Text block:
____

No findings of significance were identified.

.14 Operator Actions

a. Inspection Scope

The team reviewed plant operating procedures, emergency operating procedures (EOPs), off-normal operating procedures (ONOPs), and annunciator response procedures (ARPs) that would be used in the identification and mitigation of the SGTR event. The teams focus was on SGTR mitigation strategy (ruptured SG identification/

isolation, RCS cooldown, RCS depressurization) to stop leakage from the RCS to the environment.

Specifically, the team reviewed the operating, EOP, ONOP, and ARP procedures to verify that they were available to operators, were consistent with the UFSAR description of an SGTR event, and were consistent with EOP writers guide requirements. This review was also conducted to verify that procedures called out in EOPs were properly referenced and maintained; that ONOP and EOP steps requiring health physics (HP)monitoring of radiation levels during SGTR mitigation could be properly performed and that chemistry procedures for sampling to support mitigation of an SGTR event could be properly performed. The team reviewed the SG leak monitoring program and associated procedures for consistency with Electric Power Research Institute guidelines, to verify that operators were provided with information on very low SG primary to secondary leakage rates and that procedures were in place for plant shutdown prior to exceeding established limits. The team reviewed information in procedures used to correlate radiation monitor readings with primary-to-secondary leakage to ensure that the correlation was valid. The team reviewed alarm setpoints, annunciator functions, and ARPs for consistency with UFSAR, EOPs, and operator training lesson plans. In addition, the team reviewed selected operations procedures (EOPs and surveillances)associated with SGTR event response to verify EOP setpoint document information had been incorporated, as appropriate, into procedures. The team reviewed applicable procedures to verify that they provided proper direction on use of cooldown and depressurization consistent with calculations and/or requirements. Further, the team reviewed radiation monitors and setpoints to ensure consistency with ARPs/EOPs. The reviews included the following radiation monitors:

  • Condenser air ejector radiation monitors (RAD-3/4-15 and RAD-3/4-6417)

____

Material for this task:
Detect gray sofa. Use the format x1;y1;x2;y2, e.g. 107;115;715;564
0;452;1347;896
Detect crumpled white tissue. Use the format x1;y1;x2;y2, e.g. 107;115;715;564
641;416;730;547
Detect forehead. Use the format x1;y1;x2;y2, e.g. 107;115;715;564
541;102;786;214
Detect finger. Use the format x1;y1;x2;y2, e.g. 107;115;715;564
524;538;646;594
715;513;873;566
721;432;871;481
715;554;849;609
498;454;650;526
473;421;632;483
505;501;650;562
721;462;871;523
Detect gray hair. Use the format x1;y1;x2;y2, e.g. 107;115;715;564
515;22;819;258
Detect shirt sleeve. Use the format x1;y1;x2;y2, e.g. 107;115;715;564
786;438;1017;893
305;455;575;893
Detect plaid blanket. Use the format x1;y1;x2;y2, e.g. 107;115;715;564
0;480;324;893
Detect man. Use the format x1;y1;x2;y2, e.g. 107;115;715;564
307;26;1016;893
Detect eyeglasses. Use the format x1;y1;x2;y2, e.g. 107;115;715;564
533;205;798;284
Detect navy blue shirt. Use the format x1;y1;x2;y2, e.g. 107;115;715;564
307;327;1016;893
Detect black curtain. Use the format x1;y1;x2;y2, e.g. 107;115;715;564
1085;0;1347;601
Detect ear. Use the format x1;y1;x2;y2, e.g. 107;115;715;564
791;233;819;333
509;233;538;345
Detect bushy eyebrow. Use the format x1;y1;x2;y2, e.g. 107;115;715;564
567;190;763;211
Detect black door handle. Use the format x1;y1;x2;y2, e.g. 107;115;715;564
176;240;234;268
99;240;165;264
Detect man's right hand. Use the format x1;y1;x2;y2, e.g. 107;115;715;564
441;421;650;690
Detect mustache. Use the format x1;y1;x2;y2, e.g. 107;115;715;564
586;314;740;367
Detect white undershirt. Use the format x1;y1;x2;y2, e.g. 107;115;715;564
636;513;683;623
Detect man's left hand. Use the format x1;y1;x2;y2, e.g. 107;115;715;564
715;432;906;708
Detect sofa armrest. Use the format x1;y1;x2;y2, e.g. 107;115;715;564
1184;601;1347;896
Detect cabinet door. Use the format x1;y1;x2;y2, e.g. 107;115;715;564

____

Problems:
#1 In the inspection report excerpt on operator actions, rewrite the passage from "a. Inspection Scope" to "to the environment.", changing "mitigation" to "control".
#2 How many lines of the records contain the string "door"? Case counts, and give only the number.

Outputs by task:
#1
a. Inspection Scope

The team reviewed plant operating procedures, emergency operating procedures (EOPs), off-normal operating procedures (ONOPs), and annunciator response procedures (ARPs) that would be used in the identification and control of the SGTR event. The teams focus was on SGTR control strategy (ruptured SG identification/

isolation, RCS cooldown, RCS depressurization) to stop leakage from the RCS to the environment.

#2 2